**PROBLEM 1**
List every washing machine or dryer that the washer forum posts below name by model, brand model, or nickname.
**PROBLEM 2**
Extend the washer forum posts below, picking up after their last sentence.

**SELECTED PASSAGE**
━━━━━━━━━━━━━━━━━━━━

Hey, I paid $135 for a 5- to 6 year-old Calypso which seems to be doing OK (uhhh, after replacing the motor controller board, LOL).

Rebuilt the free Neppy dryer (which came from the same area).

Seems I do better with "modern" stuff than vintage. The 906 & WO-65 may be lost causes. :-(
 
The 906 & WO-65 may be lost causes.

That means it's time for a fix-in! ;-)

I'm sure Ace would have suitable replacements for those pump cover screws since it will probably come to drilling them out. What about the center seal in the 'Tag? I'm trying to remember what you said was leaking on it at the wash-in last October...
 
GE ripoff

Bought a "never used" GE Profile in 2000 from a used washer rebuilder(a Whirlpool/Kenmore specialist).When it began having problems,I found out that the model and serial numbers had been removed because the machine had been assembled from three damaged machines and he(or someome) filed a damage claim with GE. GE consumer relations told me to DESTROY THE MACHINE and DO NOT ATTEMPT TO REPAIR IT because of this saying it should not have been fradulently resold and there would've been no way to get the correct parts. I did so and replaced it(with something non-GE of course).

━━━━━━━━━━━━━━━━━━━━

**DATA EXTRACT**
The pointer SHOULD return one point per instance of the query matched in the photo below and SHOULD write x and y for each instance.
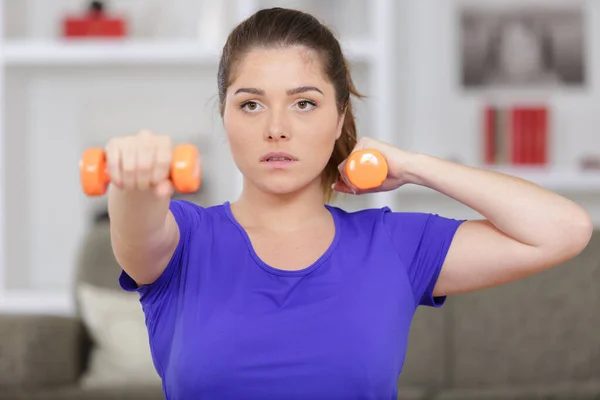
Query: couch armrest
(38, 350)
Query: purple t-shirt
(225, 325)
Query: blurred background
(502, 85)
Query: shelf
(149, 53)
(555, 179)
(36, 302)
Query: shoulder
(406, 227)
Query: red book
(489, 135)
(516, 136)
(541, 152)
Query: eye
(306, 105)
(250, 106)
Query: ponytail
(343, 146)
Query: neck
(287, 212)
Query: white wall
(54, 113)
(444, 120)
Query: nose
(277, 128)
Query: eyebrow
(291, 92)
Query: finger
(113, 164)
(144, 161)
(128, 166)
(164, 189)
(342, 187)
(162, 162)
(358, 146)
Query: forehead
(292, 66)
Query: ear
(340, 125)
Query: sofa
(538, 338)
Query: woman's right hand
(141, 162)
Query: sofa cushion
(78, 393)
(37, 350)
(564, 391)
(540, 330)
(121, 352)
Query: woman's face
(281, 119)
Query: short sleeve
(422, 241)
(188, 217)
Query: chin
(282, 185)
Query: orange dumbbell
(366, 169)
(185, 170)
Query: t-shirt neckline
(277, 271)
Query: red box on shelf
(95, 22)
(515, 135)
(94, 27)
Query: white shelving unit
(373, 52)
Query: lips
(278, 157)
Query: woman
(279, 295)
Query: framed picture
(522, 46)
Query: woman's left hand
(398, 162)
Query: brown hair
(285, 27)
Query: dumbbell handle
(185, 171)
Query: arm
(144, 233)
(525, 229)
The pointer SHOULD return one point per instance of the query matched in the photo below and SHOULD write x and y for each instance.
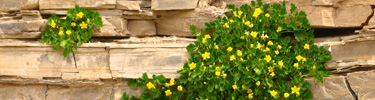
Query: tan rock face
(78, 93)
(132, 63)
(142, 28)
(173, 4)
(22, 92)
(362, 84)
(333, 88)
(68, 4)
(12, 5)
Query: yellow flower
(268, 58)
(281, 63)
(206, 55)
(167, 85)
(254, 34)
(247, 23)
(61, 33)
(279, 47)
(83, 25)
(217, 73)
(307, 46)
(296, 65)
(232, 58)
(257, 12)
(79, 15)
(171, 82)
(224, 75)
(249, 90)
(239, 13)
(226, 25)
(267, 15)
(273, 93)
(150, 85)
(299, 57)
(234, 86)
(270, 43)
(295, 90)
(279, 29)
(229, 49)
(180, 88)
(270, 69)
(277, 52)
(250, 95)
(73, 24)
(68, 32)
(53, 24)
(207, 36)
(239, 53)
(192, 65)
(286, 95)
(168, 93)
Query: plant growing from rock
(245, 56)
(72, 30)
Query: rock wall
(99, 70)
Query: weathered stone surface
(362, 84)
(173, 4)
(34, 62)
(92, 64)
(141, 14)
(112, 26)
(12, 5)
(141, 28)
(22, 92)
(78, 93)
(333, 88)
(67, 4)
(132, 5)
(178, 22)
(132, 63)
(21, 29)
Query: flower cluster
(71, 31)
(244, 56)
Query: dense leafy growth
(73, 30)
(244, 56)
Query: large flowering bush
(73, 30)
(244, 56)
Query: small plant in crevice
(73, 30)
(243, 56)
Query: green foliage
(244, 56)
(72, 30)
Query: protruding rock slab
(362, 84)
(142, 28)
(133, 62)
(78, 93)
(22, 92)
(68, 4)
(12, 5)
(333, 88)
(173, 4)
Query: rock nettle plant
(244, 56)
(72, 30)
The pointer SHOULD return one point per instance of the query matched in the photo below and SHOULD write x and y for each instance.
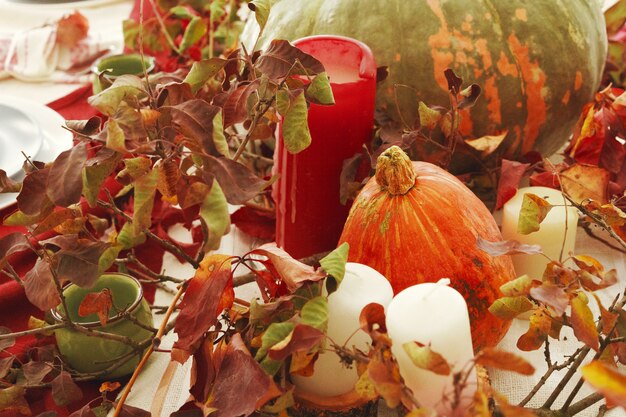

━━━━━━━━━━━━━━━━━━━━

**TASK ANSWER 1**
Calypso, Neppy dryer, 906, WO-65, 'Tag, GE Profile

**TASK ANSWER 2**
 
If there are problems with spinning and a "small" leak, it's probably coming from the main seal and the machine isn't worth the two hours of back-breaking work to get the tub out and IF the tranny seal is still intact, you'll only have to replace the tub seal. Out of the many, many machines I've picked up, worked on and resold, I can remember only a scant handful of these plastic GE's.
 
That's what I conjectured about the slow spin. RJ was making arrangements to fetch them in the next couple days, I told him to tell her nada. The dryer might be doable, ala the Neppy, but she may not want to split the pair, and the Neppy is already done and on the premises.
 
However, I have to wonder ... how is changing the tub seal on a GE more difficult than pulling the tub to replace the bearing and seals on a Maytag 906?
 
The GEs are coming. The giver-awayer had already advised to the Freecycle list that they're taken, and we didn't want to renege on the "deal."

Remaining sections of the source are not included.